### Material for the task
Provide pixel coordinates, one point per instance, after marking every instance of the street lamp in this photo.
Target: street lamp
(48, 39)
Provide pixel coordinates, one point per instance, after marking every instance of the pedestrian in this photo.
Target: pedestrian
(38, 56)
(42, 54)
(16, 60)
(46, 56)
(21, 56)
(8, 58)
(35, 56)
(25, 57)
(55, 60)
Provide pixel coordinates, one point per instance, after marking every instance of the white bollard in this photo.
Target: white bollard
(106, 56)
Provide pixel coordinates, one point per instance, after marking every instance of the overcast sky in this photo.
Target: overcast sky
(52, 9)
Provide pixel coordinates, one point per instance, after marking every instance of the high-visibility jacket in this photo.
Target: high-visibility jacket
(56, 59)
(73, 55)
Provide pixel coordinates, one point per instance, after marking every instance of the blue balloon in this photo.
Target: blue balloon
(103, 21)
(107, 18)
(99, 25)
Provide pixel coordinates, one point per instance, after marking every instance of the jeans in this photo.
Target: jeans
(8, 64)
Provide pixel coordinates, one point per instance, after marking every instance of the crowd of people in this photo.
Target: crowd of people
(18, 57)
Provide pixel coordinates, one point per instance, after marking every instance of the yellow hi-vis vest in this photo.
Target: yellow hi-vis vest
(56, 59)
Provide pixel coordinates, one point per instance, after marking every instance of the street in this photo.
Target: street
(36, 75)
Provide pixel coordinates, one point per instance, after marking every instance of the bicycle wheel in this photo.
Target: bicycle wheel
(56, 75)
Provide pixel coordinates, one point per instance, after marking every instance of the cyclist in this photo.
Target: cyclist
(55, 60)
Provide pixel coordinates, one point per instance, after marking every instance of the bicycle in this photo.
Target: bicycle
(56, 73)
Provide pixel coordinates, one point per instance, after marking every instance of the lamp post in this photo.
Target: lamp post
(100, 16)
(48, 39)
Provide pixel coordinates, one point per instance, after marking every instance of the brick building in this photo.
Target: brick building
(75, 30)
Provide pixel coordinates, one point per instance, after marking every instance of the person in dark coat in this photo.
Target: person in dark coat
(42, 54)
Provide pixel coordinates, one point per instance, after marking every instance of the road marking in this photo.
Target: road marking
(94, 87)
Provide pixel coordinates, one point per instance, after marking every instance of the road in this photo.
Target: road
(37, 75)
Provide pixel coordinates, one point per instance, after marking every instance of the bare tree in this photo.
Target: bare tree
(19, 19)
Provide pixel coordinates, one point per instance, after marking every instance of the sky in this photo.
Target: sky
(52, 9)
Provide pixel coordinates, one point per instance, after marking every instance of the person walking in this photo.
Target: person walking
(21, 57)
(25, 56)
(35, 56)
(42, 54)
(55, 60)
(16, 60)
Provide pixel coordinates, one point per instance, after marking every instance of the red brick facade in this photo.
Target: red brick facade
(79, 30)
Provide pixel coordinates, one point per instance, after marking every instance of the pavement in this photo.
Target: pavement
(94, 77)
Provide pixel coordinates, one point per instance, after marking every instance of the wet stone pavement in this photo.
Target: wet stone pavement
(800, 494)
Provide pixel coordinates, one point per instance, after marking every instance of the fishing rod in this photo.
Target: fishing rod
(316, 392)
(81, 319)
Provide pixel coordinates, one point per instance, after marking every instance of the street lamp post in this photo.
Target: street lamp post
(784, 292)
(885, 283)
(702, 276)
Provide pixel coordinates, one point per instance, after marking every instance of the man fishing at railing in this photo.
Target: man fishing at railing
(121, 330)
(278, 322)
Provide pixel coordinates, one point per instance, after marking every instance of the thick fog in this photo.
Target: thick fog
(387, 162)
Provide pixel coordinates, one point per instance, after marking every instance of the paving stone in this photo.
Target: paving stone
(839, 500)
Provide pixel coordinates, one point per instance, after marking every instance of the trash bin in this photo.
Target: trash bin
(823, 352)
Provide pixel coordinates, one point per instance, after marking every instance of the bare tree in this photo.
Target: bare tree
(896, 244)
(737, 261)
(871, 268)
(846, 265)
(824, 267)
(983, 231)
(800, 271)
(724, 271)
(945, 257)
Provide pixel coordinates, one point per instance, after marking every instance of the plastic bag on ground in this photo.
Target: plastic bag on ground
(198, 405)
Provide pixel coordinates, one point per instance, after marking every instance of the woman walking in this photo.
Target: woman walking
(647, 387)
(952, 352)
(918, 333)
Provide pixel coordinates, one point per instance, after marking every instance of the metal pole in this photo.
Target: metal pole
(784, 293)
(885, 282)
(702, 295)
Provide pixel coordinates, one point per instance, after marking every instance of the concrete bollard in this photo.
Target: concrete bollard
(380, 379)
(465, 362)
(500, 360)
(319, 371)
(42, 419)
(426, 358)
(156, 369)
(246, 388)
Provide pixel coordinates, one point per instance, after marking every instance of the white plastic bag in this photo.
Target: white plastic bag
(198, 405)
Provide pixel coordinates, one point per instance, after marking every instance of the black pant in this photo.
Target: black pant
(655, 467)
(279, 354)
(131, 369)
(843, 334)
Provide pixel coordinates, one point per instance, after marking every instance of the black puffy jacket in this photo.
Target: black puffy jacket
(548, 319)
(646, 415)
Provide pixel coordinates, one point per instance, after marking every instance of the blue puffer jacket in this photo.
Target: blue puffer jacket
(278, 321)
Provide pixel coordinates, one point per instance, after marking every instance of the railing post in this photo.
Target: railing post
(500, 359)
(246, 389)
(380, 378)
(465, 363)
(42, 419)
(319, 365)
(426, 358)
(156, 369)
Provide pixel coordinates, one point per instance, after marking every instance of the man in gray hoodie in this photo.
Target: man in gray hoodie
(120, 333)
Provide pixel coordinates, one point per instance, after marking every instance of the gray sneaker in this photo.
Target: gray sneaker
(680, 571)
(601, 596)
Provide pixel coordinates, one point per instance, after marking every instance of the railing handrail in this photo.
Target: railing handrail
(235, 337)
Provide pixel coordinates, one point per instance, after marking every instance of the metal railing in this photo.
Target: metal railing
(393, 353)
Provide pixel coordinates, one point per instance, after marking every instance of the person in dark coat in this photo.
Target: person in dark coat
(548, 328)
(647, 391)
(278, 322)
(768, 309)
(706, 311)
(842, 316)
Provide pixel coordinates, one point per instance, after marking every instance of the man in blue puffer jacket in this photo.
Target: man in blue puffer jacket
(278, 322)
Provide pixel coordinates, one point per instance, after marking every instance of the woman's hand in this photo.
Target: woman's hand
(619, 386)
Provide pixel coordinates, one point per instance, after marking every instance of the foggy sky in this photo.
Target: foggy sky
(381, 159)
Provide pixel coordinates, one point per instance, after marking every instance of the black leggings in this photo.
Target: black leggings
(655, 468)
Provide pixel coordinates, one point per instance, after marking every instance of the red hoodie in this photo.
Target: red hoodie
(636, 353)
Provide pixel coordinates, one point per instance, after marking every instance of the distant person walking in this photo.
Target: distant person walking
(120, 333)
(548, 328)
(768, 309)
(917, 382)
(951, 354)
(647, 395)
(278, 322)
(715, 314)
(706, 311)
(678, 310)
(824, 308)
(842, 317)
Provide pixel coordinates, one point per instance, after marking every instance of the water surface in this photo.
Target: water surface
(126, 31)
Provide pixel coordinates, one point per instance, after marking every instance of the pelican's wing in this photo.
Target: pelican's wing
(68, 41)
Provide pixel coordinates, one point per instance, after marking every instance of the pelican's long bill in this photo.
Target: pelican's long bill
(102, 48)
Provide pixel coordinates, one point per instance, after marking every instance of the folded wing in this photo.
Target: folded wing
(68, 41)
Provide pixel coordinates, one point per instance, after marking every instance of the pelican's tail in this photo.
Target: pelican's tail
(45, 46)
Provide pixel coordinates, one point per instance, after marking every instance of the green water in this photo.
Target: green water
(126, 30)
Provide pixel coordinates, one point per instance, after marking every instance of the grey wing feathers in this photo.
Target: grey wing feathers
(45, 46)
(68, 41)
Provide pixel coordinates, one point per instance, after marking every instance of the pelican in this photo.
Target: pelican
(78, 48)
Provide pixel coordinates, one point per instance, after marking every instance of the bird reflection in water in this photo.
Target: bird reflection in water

### What you need to do
The line with "Target: pelican's tail" and all lines after it through the end of the data above: write these out exactly and add nothing.

### Task output
Target: pelican's tail
(45, 46)
Provide pixel coordinates, one point per instance, after marking every instance of the green water in this photo.
Target: green water
(126, 30)
Provide pixel coordinates, one point per instance, after marking every instance of the grey wing feathers in this photo.
Target: grey wing feathers
(45, 46)
(68, 41)
Provide pixel coordinates, one point per instance, after marking every instance of the pelican in this photo.
Target: pelican
(78, 48)
Provide pixel coordinates, one point per instance, after marking every instance of the bird reflection in water in this photo.
Target: bird reflection in water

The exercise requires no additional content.